--- START OF Provided entries ---
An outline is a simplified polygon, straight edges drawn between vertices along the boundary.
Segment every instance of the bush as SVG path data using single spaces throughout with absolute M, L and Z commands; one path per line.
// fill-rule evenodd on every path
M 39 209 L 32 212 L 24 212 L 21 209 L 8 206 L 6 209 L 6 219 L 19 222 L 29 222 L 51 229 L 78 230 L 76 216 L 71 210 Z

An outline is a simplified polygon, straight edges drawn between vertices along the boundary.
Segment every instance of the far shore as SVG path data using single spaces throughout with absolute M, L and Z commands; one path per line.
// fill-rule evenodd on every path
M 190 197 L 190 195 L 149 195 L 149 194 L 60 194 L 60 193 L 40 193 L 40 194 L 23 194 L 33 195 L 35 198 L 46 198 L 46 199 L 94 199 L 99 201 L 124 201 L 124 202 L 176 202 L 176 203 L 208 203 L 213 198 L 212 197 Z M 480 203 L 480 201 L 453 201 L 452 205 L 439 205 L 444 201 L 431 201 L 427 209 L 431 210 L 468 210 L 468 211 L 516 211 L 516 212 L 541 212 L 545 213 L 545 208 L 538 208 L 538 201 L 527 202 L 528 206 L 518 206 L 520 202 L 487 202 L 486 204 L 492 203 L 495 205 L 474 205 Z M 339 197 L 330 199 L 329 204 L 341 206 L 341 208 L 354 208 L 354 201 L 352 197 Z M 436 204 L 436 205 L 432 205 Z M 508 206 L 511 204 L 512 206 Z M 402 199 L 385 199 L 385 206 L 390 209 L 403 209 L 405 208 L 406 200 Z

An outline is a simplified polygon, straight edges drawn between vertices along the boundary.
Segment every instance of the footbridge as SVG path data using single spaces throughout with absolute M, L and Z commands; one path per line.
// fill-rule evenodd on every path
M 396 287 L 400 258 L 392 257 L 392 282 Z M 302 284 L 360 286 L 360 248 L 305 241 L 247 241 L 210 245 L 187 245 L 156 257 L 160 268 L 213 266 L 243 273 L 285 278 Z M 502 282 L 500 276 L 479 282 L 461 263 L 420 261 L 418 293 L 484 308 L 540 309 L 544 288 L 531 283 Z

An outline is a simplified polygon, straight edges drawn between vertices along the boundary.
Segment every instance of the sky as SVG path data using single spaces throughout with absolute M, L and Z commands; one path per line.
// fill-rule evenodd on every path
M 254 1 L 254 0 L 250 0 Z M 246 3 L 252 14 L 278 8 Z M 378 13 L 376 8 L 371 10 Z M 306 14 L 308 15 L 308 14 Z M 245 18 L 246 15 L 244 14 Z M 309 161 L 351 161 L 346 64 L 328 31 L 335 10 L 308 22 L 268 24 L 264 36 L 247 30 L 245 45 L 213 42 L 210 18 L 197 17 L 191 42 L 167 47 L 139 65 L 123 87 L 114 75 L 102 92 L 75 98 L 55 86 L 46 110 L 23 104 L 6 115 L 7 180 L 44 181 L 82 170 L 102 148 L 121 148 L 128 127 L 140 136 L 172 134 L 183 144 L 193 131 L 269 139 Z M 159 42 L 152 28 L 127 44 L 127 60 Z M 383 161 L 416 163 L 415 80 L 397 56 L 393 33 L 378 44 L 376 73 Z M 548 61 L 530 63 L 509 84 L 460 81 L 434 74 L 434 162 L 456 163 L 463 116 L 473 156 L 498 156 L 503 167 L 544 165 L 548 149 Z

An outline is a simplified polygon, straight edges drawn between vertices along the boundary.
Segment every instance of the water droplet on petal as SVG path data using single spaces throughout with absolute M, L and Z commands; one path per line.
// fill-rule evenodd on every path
--- END OF Provided entries ---
→ What you are asked to do
How many lines in the records above contain the string "data"? Case counts; reply with the number only.

→ Full solution
5